** Start of PASSAGE **

She hung up the phone. “Thanks,” she said with a half-smile. Then she turned to Lenny, who was lingering nearby, and the two of them glided out the door, presumably to go have sex somewhere.

I barely had time to recover from grooviness overload when I had my second encounter with a boldface name. I was walking purposefully past
Jann's office in my new Doc Martens—worn, daringly, with a dress—when I heard a commotion. “I know the answer! I know it!” some guy was hollering in an oddly familiar voice. All of a sudden, Jann popped his head out of the office and looked around. His eyes fastened on me. “Come in here a minute,” he said. Then his head disappeared.

Weak-kneed, I walked in and almost collided with the barrel chest of Sylvester Stallone, exalted hero of all of my Jersey comrades, who loyally forgave the release of that year's
Tango & Cash.
At that point, I hadn't realized that most celebrities are smaller than expected, so I was amazed to see he was around five foot nine.

“Your boss and I have a bet going,” he boomed at me.

“Yes,” said Jann. “We want to know who it was that said, ‘Power corrupts; absolute power corrupts absolutely.'”

I looked from one to the other and I cursed, for the umpteenth time, my state school education. How I wished I could just rattle off the answer.

Do something. “I'll find out!” I piped. I scurried out the door and zoomed down the hall toward the research department. “
Bartlett's Quotations
!” I barked to a guy who was quietly reading. Without looking up, he handed the book to me. I paged through it with shaking hands and found the quotation. Lord Acton. It was Lord Acton! Of course!

I raced back to Jann's office and burst in. “It was Lord Acton,” I announced in a bemused way, as if to confirm what I knew all along.

“I was right!” said Jann.

“What?” blustered Stallone. “Ah, jeez.” Keyed up, he reached over and gave me a playful punch in the arm. I reeled backward and almost fell over, my arms pinwheeling. They both laughed.

“Sorry, kid,” he said.

That was my last celebrity encounter for at least a year, until I was given my first assignment, a ten-minute phone interview with Mary Tyler Moore for a special television issue that the editors were putting together. She and I were to discuss
The Mary Tyler Moore Show,
and even though I
had seen every episode, I amassed research for days and wrote out pages of questions.

When she called, right on time, I said what I had rehearsed, which was, “Hello, Ms. Moore. It's a pleasure to talk to you.”

“Ohh,” she said in that lilting, friendly voice of hers. “Just call me Mary.”

Phone interviews are odd exercises because you must conjure up an intimacy in short order and with no visual cues. Are they smiling? Frowning? Although sometimes, under the cover of anonymity, both parties can slip into a cozy, confiding tone.

Not in this case. “I saw you in FAO Schwartz a few weeks ago,” I said, deviating from my script. Ugh, what was she supposed to say to that?

“Oh, ah, yes,” she said helpfully. “I was buying something for a friend's son.”

** End of PASSAGE **
** Start of LISTED RECORDS **

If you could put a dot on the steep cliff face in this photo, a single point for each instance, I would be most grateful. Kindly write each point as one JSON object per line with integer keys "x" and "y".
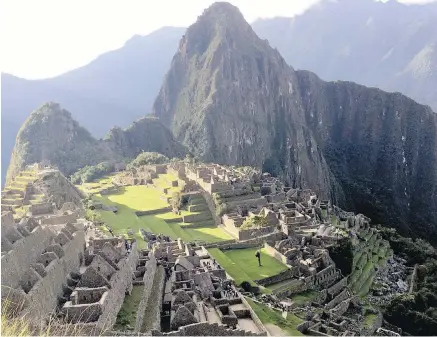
{"x": 145, "y": 134}
{"x": 381, "y": 146}
{"x": 232, "y": 99}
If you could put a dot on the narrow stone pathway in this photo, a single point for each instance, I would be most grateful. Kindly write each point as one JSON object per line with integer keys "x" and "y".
{"x": 153, "y": 308}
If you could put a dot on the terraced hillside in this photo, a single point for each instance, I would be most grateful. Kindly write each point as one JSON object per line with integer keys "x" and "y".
{"x": 371, "y": 252}
{"x": 20, "y": 193}
{"x": 148, "y": 207}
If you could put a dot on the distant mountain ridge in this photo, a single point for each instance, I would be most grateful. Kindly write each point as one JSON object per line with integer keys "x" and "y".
{"x": 113, "y": 90}
{"x": 51, "y": 134}
{"x": 387, "y": 45}
{"x": 392, "y": 46}
{"x": 232, "y": 99}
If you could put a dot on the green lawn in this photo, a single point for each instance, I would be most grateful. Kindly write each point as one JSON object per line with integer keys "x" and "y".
{"x": 138, "y": 198}
{"x": 304, "y": 297}
{"x": 128, "y": 313}
{"x": 267, "y": 315}
{"x": 242, "y": 265}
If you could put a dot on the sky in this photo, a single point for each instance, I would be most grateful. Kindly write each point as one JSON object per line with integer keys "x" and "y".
{"x": 45, "y": 38}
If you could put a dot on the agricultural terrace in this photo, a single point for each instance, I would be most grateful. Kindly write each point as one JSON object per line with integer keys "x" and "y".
{"x": 274, "y": 322}
{"x": 13, "y": 193}
{"x": 130, "y": 199}
{"x": 242, "y": 265}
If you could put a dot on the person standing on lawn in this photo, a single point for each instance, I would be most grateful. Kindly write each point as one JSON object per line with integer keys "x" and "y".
{"x": 258, "y": 256}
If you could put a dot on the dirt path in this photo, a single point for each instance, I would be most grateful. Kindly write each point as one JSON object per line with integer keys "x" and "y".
{"x": 274, "y": 330}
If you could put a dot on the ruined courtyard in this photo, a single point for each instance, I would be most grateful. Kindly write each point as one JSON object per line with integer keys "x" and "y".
{"x": 119, "y": 256}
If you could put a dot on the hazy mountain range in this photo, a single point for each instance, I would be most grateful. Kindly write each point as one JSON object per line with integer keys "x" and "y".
{"x": 229, "y": 97}
{"x": 387, "y": 45}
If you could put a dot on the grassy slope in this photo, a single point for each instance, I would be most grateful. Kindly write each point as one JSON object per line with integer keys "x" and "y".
{"x": 127, "y": 314}
{"x": 242, "y": 265}
{"x": 140, "y": 198}
{"x": 267, "y": 315}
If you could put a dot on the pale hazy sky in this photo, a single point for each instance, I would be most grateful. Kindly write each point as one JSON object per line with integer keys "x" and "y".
{"x": 44, "y": 38}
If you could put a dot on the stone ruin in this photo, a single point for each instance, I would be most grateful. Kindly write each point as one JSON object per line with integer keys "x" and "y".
{"x": 198, "y": 297}
{"x": 36, "y": 259}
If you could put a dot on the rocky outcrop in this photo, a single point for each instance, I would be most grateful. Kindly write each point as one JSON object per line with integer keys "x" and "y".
{"x": 228, "y": 97}
{"x": 382, "y": 148}
{"x": 59, "y": 190}
{"x": 375, "y": 43}
{"x": 51, "y": 135}
{"x": 145, "y": 133}
{"x": 232, "y": 99}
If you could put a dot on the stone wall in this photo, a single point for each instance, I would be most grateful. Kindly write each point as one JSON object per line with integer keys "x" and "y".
{"x": 206, "y": 329}
{"x": 25, "y": 252}
{"x": 42, "y": 208}
{"x": 121, "y": 284}
{"x": 336, "y": 288}
{"x": 197, "y": 217}
{"x": 154, "y": 211}
{"x": 231, "y": 244}
{"x": 44, "y": 294}
{"x": 148, "y": 284}
{"x": 337, "y": 299}
{"x": 60, "y": 219}
{"x": 248, "y": 234}
{"x": 377, "y": 323}
{"x": 282, "y": 276}
{"x": 254, "y": 316}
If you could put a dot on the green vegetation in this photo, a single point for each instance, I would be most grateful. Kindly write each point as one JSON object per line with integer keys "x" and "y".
{"x": 270, "y": 316}
{"x": 90, "y": 173}
{"x": 242, "y": 265}
{"x": 415, "y": 313}
{"x": 255, "y": 222}
{"x": 342, "y": 254}
{"x": 130, "y": 199}
{"x": 303, "y": 297}
{"x": 128, "y": 313}
{"x": 148, "y": 158}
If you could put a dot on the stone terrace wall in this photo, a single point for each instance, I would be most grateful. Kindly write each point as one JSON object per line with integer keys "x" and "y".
{"x": 43, "y": 296}
{"x": 251, "y": 233}
{"x": 231, "y": 244}
{"x": 148, "y": 284}
{"x": 211, "y": 207}
{"x": 121, "y": 283}
{"x": 253, "y": 315}
{"x": 377, "y": 323}
{"x": 60, "y": 219}
{"x": 274, "y": 253}
{"x": 24, "y": 252}
{"x": 154, "y": 211}
{"x": 206, "y": 329}
{"x": 282, "y": 276}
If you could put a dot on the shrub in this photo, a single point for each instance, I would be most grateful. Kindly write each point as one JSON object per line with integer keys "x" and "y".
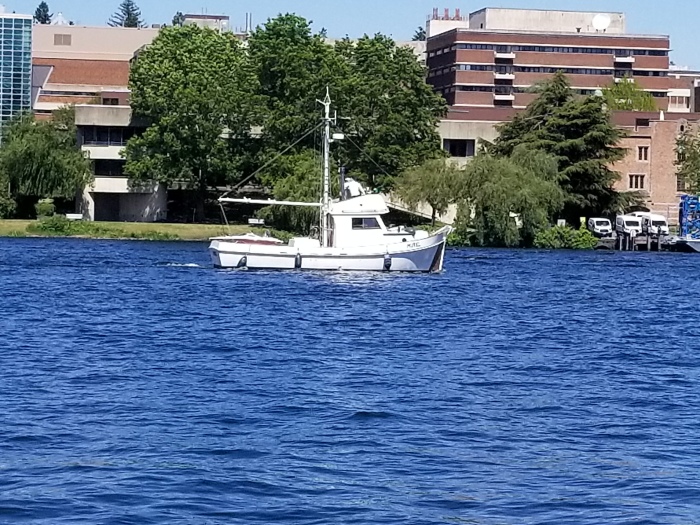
{"x": 7, "y": 206}
{"x": 565, "y": 238}
{"x": 45, "y": 208}
{"x": 459, "y": 238}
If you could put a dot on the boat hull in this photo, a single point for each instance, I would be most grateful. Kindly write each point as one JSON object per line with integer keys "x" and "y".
{"x": 425, "y": 255}
{"x": 686, "y": 246}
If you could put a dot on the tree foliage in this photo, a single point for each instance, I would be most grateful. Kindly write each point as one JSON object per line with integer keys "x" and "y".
{"x": 195, "y": 88}
{"x": 565, "y": 238}
{"x": 299, "y": 180}
{"x": 627, "y": 95}
{"x": 42, "y": 158}
{"x": 179, "y": 19}
{"x": 435, "y": 182}
{"x": 688, "y": 159}
{"x": 293, "y": 66}
{"x": 508, "y": 200}
{"x": 42, "y": 15}
{"x": 392, "y": 113}
{"x": 385, "y": 106}
{"x": 578, "y": 132}
{"x": 128, "y": 15}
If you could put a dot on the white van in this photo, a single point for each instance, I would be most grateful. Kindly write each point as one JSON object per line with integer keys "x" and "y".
{"x": 628, "y": 225}
{"x": 653, "y": 223}
{"x": 600, "y": 227}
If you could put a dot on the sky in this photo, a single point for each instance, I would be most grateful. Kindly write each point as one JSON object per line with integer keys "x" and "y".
{"x": 397, "y": 18}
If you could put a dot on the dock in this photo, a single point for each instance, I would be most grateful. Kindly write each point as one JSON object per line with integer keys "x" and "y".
{"x": 640, "y": 243}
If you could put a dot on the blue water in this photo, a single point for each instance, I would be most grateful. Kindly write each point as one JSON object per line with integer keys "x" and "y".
{"x": 138, "y": 386}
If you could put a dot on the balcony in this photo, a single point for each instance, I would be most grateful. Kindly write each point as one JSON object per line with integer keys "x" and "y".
{"x": 624, "y": 59}
{"x": 103, "y": 151}
{"x": 504, "y": 96}
{"x": 504, "y": 55}
{"x": 503, "y": 76}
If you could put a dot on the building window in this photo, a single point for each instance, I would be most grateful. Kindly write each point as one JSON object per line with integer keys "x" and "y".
{"x": 637, "y": 182}
{"x": 62, "y": 40}
{"x": 677, "y": 102}
{"x": 641, "y": 123}
{"x": 109, "y": 168}
{"x": 461, "y": 148}
{"x": 365, "y": 224}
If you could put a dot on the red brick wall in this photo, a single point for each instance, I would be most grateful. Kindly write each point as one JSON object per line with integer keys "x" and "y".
{"x": 87, "y": 72}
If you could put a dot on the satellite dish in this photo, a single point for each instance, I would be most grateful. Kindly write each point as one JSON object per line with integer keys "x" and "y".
{"x": 601, "y": 22}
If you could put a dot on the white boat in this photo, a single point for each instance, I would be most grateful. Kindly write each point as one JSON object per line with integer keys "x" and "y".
{"x": 351, "y": 236}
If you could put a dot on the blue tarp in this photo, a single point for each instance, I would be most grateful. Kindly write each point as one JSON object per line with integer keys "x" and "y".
{"x": 690, "y": 217}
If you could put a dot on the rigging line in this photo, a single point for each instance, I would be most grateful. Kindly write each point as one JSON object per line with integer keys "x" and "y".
{"x": 363, "y": 152}
{"x": 240, "y": 184}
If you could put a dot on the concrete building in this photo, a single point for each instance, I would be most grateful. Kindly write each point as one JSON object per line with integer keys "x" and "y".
{"x": 15, "y": 64}
{"x": 496, "y": 65}
{"x": 83, "y": 65}
{"x": 219, "y": 23}
{"x": 102, "y": 134}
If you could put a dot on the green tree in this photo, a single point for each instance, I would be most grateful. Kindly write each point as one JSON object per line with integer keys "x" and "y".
{"x": 196, "y": 88}
{"x": 298, "y": 179}
{"x": 41, "y": 158}
{"x": 420, "y": 35}
{"x": 179, "y": 19}
{"x": 627, "y": 95}
{"x": 7, "y": 203}
{"x": 386, "y": 108}
{"x": 390, "y": 113}
{"x": 42, "y": 15}
{"x": 688, "y": 160}
{"x": 128, "y": 15}
{"x": 508, "y": 200}
{"x": 294, "y": 66}
{"x": 579, "y": 133}
{"x": 435, "y": 182}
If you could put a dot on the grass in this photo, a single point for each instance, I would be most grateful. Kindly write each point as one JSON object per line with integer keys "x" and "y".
{"x": 117, "y": 230}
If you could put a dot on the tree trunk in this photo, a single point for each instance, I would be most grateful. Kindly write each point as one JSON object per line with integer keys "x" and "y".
{"x": 200, "y": 215}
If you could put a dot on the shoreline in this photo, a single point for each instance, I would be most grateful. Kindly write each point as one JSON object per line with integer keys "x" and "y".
{"x": 123, "y": 231}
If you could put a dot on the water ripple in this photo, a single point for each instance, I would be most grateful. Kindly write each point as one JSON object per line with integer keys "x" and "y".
{"x": 140, "y": 386}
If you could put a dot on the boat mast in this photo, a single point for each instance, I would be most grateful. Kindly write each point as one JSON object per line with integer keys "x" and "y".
{"x": 326, "y": 202}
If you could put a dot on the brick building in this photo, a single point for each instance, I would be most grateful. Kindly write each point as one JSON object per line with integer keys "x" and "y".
{"x": 649, "y": 166}
{"x": 495, "y": 56}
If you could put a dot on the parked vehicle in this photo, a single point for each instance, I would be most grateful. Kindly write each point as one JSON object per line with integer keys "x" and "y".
{"x": 628, "y": 225}
{"x": 600, "y": 227}
{"x": 652, "y": 223}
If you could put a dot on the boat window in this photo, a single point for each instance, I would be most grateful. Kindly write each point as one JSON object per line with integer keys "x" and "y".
{"x": 365, "y": 224}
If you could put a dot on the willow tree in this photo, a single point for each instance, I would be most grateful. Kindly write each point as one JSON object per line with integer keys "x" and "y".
{"x": 507, "y": 200}
{"x": 390, "y": 113}
{"x": 435, "y": 183}
{"x": 387, "y": 110}
{"x": 579, "y": 133}
{"x": 41, "y": 158}
{"x": 196, "y": 90}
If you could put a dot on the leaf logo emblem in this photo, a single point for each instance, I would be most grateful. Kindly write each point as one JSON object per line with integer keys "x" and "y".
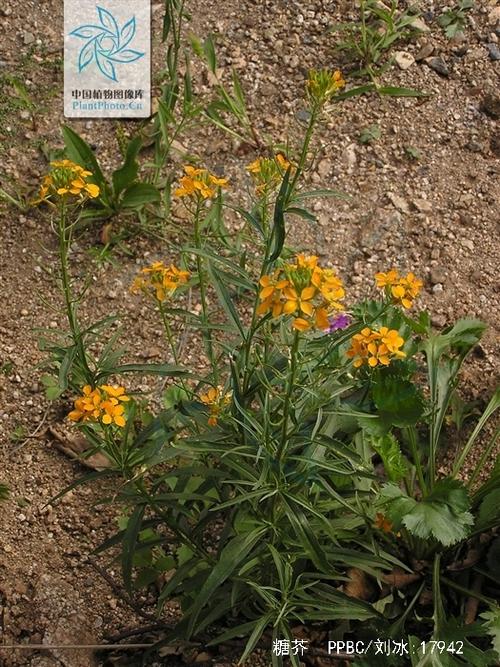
{"x": 106, "y": 44}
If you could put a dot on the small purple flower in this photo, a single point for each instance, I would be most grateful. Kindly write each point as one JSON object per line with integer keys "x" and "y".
{"x": 340, "y": 321}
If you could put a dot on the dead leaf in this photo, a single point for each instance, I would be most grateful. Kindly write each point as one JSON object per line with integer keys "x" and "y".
{"x": 359, "y": 585}
{"x": 74, "y": 445}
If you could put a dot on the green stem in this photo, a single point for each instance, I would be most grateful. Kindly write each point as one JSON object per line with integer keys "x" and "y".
{"x": 64, "y": 242}
{"x": 412, "y": 438}
{"x": 168, "y": 332}
{"x": 289, "y": 391}
{"x": 305, "y": 148}
{"x": 206, "y": 333}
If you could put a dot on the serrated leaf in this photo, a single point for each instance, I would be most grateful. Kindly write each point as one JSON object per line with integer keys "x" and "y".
{"x": 442, "y": 515}
{"x": 398, "y": 401}
{"x": 390, "y": 452}
{"x": 139, "y": 194}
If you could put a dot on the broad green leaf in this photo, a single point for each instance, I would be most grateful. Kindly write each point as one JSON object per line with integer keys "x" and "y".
{"x": 442, "y": 515}
{"x": 489, "y": 510}
{"x": 390, "y": 452}
{"x": 399, "y": 401}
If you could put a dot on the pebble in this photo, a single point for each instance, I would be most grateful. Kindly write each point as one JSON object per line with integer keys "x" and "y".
{"x": 398, "y": 202}
{"x": 438, "y": 65}
{"x": 491, "y": 106}
{"x": 493, "y": 51}
{"x": 349, "y": 157}
{"x": 403, "y": 59}
{"x": 438, "y": 275}
{"x": 422, "y": 205}
{"x": 420, "y": 24}
{"x": 426, "y": 50}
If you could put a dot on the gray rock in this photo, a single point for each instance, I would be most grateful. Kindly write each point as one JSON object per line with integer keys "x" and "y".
{"x": 438, "y": 65}
{"x": 403, "y": 59}
{"x": 438, "y": 275}
{"x": 28, "y": 38}
{"x": 493, "y": 51}
{"x": 491, "y": 106}
{"x": 422, "y": 205}
{"x": 426, "y": 50}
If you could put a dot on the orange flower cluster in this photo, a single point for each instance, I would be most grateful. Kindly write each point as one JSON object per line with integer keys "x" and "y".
{"x": 216, "y": 399}
{"x": 304, "y": 290}
{"x": 403, "y": 290}
{"x": 322, "y": 85}
{"x": 102, "y": 404}
{"x": 267, "y": 173}
{"x": 160, "y": 280}
{"x": 199, "y": 183}
{"x": 67, "y": 178}
{"x": 376, "y": 347}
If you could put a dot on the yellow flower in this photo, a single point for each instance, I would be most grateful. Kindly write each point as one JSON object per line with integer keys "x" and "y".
{"x": 402, "y": 290}
{"x": 302, "y": 289}
{"x": 375, "y": 347}
{"x": 216, "y": 399}
{"x": 67, "y": 178}
{"x": 160, "y": 280}
{"x": 268, "y": 172}
{"x": 199, "y": 183}
{"x": 102, "y": 404}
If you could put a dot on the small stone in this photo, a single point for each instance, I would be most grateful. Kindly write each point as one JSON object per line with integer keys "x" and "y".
{"x": 438, "y": 65}
{"x": 420, "y": 24}
{"x": 422, "y": 205}
{"x": 494, "y": 16}
{"x": 426, "y": 50}
{"x": 324, "y": 167}
{"x": 495, "y": 143}
{"x": 349, "y": 157}
{"x": 493, "y": 51}
{"x": 474, "y": 146}
{"x": 403, "y": 59}
{"x": 398, "y": 202}
{"x": 491, "y": 106}
{"x": 438, "y": 275}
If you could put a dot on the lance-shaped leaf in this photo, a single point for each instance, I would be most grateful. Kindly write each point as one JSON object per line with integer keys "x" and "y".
{"x": 125, "y": 56}
{"x": 108, "y": 21}
{"x": 87, "y": 31}
{"x": 86, "y": 56}
{"x": 127, "y": 33}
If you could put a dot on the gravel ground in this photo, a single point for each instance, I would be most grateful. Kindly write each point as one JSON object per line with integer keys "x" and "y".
{"x": 436, "y": 215}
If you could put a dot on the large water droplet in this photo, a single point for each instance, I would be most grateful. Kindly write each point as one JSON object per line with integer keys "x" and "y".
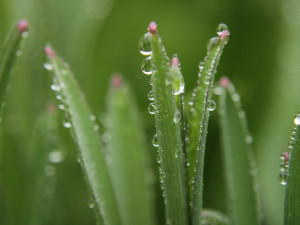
{"x": 211, "y": 43}
{"x": 146, "y": 66}
{"x": 152, "y": 108}
{"x": 145, "y": 44}
{"x": 297, "y": 120}
{"x": 155, "y": 141}
{"x": 176, "y": 118}
{"x": 150, "y": 95}
{"x": 55, "y": 157}
{"x": 211, "y": 105}
{"x": 48, "y": 66}
{"x": 221, "y": 27}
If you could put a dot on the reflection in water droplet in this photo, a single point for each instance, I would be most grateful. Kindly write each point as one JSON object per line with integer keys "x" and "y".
{"x": 297, "y": 120}
{"x": 211, "y": 105}
{"x": 221, "y": 27}
{"x": 48, "y": 66}
{"x": 150, "y": 95}
{"x": 55, "y": 157}
{"x": 146, "y": 66}
{"x": 155, "y": 141}
{"x": 152, "y": 108}
{"x": 145, "y": 44}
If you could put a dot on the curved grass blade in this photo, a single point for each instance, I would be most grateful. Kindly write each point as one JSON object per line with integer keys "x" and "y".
{"x": 210, "y": 216}
{"x": 167, "y": 119}
{"x": 240, "y": 171}
{"x": 127, "y": 154}
{"x": 292, "y": 194}
{"x": 198, "y": 120}
{"x": 93, "y": 158}
{"x": 8, "y": 56}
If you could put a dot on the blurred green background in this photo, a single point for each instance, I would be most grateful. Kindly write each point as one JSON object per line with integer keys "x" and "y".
{"x": 98, "y": 38}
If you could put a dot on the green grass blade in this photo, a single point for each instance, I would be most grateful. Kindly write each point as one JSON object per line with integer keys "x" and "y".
{"x": 292, "y": 195}
{"x": 198, "y": 120}
{"x": 240, "y": 172}
{"x": 93, "y": 157}
{"x": 170, "y": 151}
{"x": 8, "y": 56}
{"x": 210, "y": 216}
{"x": 127, "y": 154}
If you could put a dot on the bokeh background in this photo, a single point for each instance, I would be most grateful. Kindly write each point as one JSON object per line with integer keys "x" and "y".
{"x": 100, "y": 37}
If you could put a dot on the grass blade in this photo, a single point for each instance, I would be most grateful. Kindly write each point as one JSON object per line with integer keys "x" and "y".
{"x": 93, "y": 158}
{"x": 198, "y": 120}
{"x": 8, "y": 56}
{"x": 238, "y": 157}
{"x": 127, "y": 153}
{"x": 292, "y": 195}
{"x": 170, "y": 151}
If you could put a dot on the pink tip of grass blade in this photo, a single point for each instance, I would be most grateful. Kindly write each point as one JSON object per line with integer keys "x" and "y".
{"x": 22, "y": 26}
{"x": 116, "y": 81}
{"x": 49, "y": 52}
{"x": 224, "y": 82}
{"x": 152, "y": 28}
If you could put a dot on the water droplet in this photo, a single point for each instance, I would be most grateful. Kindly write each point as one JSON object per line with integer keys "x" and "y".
{"x": 150, "y": 95}
{"x": 49, "y": 171}
{"x": 48, "y": 66}
{"x": 212, "y": 43}
{"x": 218, "y": 90}
{"x": 58, "y": 97}
{"x": 93, "y": 118}
{"x": 221, "y": 27}
{"x": 176, "y": 118}
{"x": 155, "y": 141}
{"x": 145, "y": 44}
{"x": 106, "y": 137}
{"x": 297, "y": 120}
{"x": 67, "y": 124}
{"x": 61, "y": 106}
{"x": 55, "y": 87}
{"x": 235, "y": 97}
{"x": 206, "y": 80}
{"x": 248, "y": 139}
{"x": 146, "y": 66}
{"x": 55, "y": 157}
{"x": 152, "y": 108}
{"x": 211, "y": 105}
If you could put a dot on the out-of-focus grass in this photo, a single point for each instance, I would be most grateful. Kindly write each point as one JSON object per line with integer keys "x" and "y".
{"x": 260, "y": 59}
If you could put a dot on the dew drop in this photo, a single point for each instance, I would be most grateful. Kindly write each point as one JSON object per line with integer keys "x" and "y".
{"x": 212, "y": 43}
{"x": 155, "y": 141}
{"x": 55, "y": 87}
{"x": 145, "y": 44}
{"x": 146, "y": 66}
{"x": 150, "y": 95}
{"x": 61, "y": 106}
{"x": 48, "y": 66}
{"x": 211, "y": 105}
{"x": 221, "y": 27}
{"x": 297, "y": 120}
{"x": 55, "y": 157}
{"x": 206, "y": 80}
{"x": 67, "y": 125}
{"x": 176, "y": 118}
{"x": 152, "y": 108}
{"x": 248, "y": 139}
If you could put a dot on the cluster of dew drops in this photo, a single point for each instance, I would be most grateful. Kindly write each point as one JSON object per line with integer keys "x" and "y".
{"x": 285, "y": 156}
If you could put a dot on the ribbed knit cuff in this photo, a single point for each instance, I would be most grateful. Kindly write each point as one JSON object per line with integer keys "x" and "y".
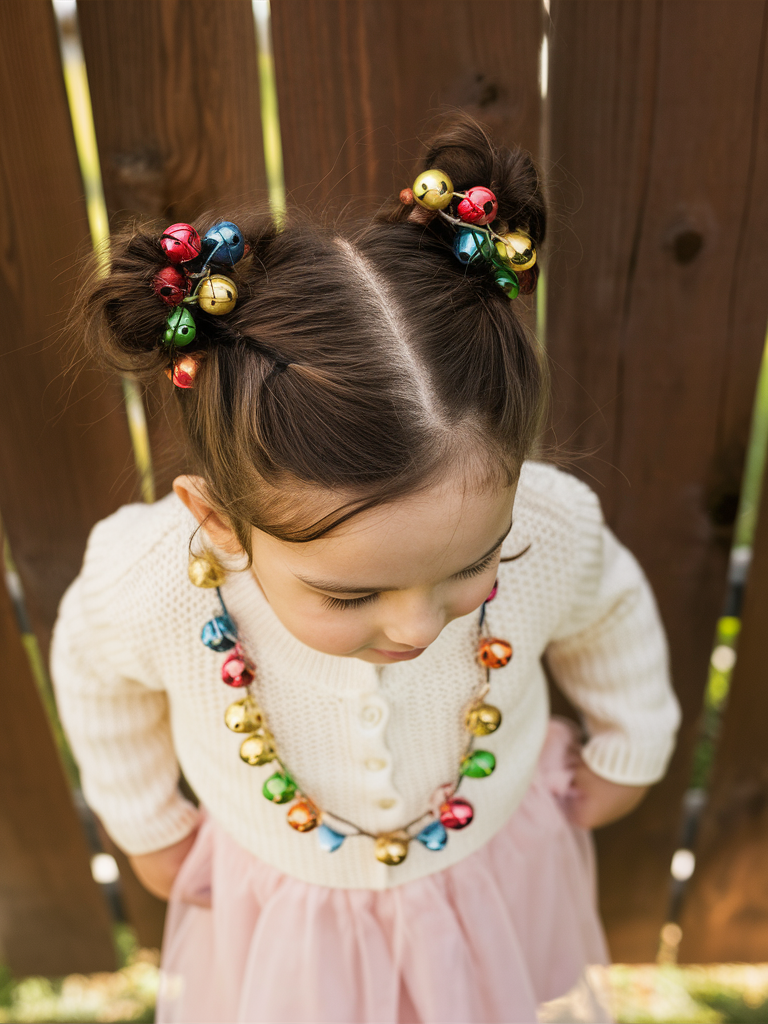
{"x": 145, "y": 836}
{"x": 613, "y": 757}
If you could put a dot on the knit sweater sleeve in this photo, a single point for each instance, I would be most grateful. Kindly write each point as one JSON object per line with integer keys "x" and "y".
{"x": 608, "y": 654}
{"x": 112, "y": 704}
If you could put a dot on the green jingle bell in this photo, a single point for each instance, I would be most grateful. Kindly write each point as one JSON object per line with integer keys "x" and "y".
{"x": 478, "y": 764}
{"x": 280, "y": 787}
{"x": 179, "y": 328}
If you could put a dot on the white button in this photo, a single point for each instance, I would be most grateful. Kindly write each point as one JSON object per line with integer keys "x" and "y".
{"x": 371, "y": 716}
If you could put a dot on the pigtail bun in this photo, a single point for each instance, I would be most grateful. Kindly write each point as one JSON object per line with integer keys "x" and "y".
{"x": 120, "y": 315}
{"x": 464, "y": 150}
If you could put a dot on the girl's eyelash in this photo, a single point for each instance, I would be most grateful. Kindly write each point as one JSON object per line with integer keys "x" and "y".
{"x": 480, "y": 567}
{"x": 340, "y": 603}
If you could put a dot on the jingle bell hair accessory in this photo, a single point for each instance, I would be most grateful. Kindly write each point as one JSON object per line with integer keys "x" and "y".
{"x": 511, "y": 255}
{"x": 192, "y": 280}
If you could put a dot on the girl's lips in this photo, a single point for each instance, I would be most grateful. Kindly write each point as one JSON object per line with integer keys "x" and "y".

** End of LISTED RECORDS **

> **INSTRUCTIONS FOR THE TASK**: Repeat word for word the part of the celebrity-encounter passage that runs from "Phone interviews are" up to and including "cozy, confiding tone.".

> **ANSWER BELOW**:
Phone interviews are odd exercises because you must conjure up an intimacy in short order and with no visual cues. Are they smiling? Frowning? Although sometimes, under the cover of anonymity, both parties can slip into a cozy, confiding tone.